• **WHAT IS BEING ASKED**
The records follow. Give them all back exactly.

________

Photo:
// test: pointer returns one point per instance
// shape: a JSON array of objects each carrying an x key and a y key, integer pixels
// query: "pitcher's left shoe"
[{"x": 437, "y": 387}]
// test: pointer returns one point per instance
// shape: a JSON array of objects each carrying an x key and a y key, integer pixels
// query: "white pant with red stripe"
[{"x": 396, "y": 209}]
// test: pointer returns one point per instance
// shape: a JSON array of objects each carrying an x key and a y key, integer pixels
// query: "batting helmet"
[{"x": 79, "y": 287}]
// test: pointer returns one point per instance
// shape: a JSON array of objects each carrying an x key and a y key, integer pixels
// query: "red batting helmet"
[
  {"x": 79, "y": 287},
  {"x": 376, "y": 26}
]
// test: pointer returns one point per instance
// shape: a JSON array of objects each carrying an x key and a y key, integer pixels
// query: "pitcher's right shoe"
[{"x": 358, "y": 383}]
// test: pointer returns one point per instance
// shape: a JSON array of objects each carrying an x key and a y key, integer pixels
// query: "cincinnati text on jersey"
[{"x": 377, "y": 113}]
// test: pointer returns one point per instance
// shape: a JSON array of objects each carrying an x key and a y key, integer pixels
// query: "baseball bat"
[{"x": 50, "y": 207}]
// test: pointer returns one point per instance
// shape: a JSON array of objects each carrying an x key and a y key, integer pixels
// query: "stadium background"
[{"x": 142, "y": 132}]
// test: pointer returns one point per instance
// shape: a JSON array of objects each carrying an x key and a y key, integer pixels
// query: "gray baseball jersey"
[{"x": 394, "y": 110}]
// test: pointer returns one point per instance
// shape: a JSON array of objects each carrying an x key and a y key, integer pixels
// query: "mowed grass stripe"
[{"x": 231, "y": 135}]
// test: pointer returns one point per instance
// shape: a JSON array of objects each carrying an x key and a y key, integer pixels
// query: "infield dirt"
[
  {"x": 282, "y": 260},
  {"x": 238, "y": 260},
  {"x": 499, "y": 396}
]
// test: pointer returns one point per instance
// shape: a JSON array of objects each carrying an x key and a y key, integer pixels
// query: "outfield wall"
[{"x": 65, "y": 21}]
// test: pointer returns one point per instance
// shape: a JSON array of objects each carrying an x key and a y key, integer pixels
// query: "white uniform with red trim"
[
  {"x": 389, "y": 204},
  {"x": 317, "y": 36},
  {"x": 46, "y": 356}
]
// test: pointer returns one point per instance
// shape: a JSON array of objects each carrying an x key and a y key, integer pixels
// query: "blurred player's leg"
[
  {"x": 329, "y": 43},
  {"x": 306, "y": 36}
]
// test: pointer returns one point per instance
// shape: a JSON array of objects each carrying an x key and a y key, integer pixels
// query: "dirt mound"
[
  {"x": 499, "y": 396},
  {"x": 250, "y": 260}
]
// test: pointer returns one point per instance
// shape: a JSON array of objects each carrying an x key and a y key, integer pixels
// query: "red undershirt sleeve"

________

• **WRITTEN SOLUTION**
Photo:
// test: pointer returns one point per instance
// shape: a JSON array of objects each carrying an x key and a y key, integer pixels
// query: "pitcher's left shoe"
[{"x": 437, "y": 387}]
// test: pointer returns one point per instance
// shape: a JSON array of objects each carrying an x key and a y key, integer pixels
// query: "white pant with red stripe"
[{"x": 396, "y": 209}]
// test: pointer returns one point per instance
// shape: a JSON array of objects each carrying an x key and a y key, integer pixels
// query: "batting helmet"
[{"x": 79, "y": 287}]
// test: pointer returns one point per instance
// shape: a JSON array of objects each carrying an x key and a y key, integer pixels
// query: "red batting helmet"
[
  {"x": 79, "y": 287},
  {"x": 376, "y": 26}
]
// test: pointer returns one point per instance
// shape: a JSON array of objects each carrying an x key and a y key, integer pixels
// query: "pitcher's right shoe"
[{"x": 358, "y": 383}]
// test: pointer returns one point per instance
// shape: a JSON array of objects each carrying an x key and a y key, integer pixels
// query: "cincinnati text on jersey"
[{"x": 377, "y": 113}]
// test: pointer returns one point per instance
// shape: a JSON array of objects each carrying an x key and a y key, integer pixels
// query: "baseball bat"
[{"x": 50, "y": 207}]
// test: pointer returns one point per instance
// shape: a JSON array of objects each carrying an x key and a y key, integer pixels
// query: "stadium background"
[{"x": 142, "y": 132}]
// test: pointer returns one point per instance
// shape: a JSON array of objects each carrying an x key and a y key, integer pixels
// query: "gray baseball jersey"
[{"x": 394, "y": 110}]
// test: pointer returns one point per instance
// shape: a JSON array of objects each carrying an x key and a y key, integer pixels
// query: "mowed grass stripe"
[{"x": 231, "y": 135}]
// test: pointer returns one point per instance
// shape: a JSON array of objects each carrying an x key and a y key, integer pixels
// query: "infield dirt"
[
  {"x": 282, "y": 260},
  {"x": 238, "y": 260},
  {"x": 499, "y": 396}
]
// test: pointer returns one point per instance
// shape: a JSON array of objects each carrying an x key and a y key, integer pixels
// query: "outfield wall"
[{"x": 65, "y": 21}]
// test: pointer returns one point per instance
// shape: a JSON array of objects each carrying an x key and a y key, integer pixels
// query: "white uniform with red trim"
[
  {"x": 389, "y": 204},
  {"x": 317, "y": 36},
  {"x": 46, "y": 356}
]
// test: pointer returns one point per instance
// shape: a JSON array of objects each carrying an x key and a y key, integer pixels
// query: "blurred player's leg"
[
  {"x": 329, "y": 43},
  {"x": 306, "y": 36}
]
// test: pointer returns one point per instance
// shape: a JSON array of objects each carrying an x key and a y key, integer pixels
// query: "dirt mound"
[
  {"x": 499, "y": 396},
  {"x": 250, "y": 260}
]
// test: pointer returns one point per instance
// shape: a JSON array of objects each carrying an x key and a y key, integer pixels
// query: "red undershirt sleeve"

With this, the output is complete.